[Listed entries Boundary: Start]
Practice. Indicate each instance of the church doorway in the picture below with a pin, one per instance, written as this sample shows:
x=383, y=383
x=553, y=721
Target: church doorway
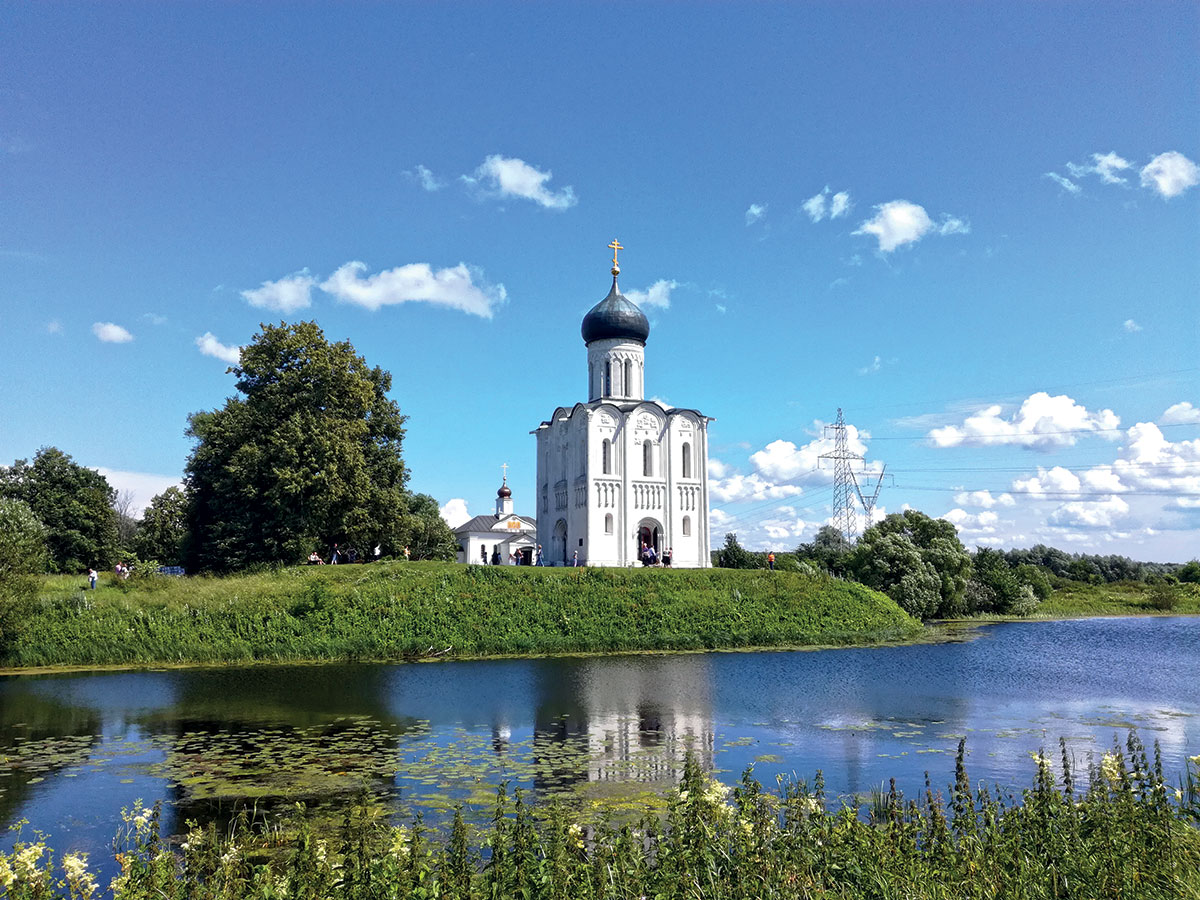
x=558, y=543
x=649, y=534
[Listed entries Boundary: End]
■ Exercise: What is needed is an exact copy of all the entries above, minus the pictures.

■ Reply to the task:
Practice. Indicate each instance of the church doorway in the picture below with a pin, one per instance, written as this sample shows:
x=383, y=383
x=553, y=721
Target: church doorway
x=558, y=543
x=649, y=534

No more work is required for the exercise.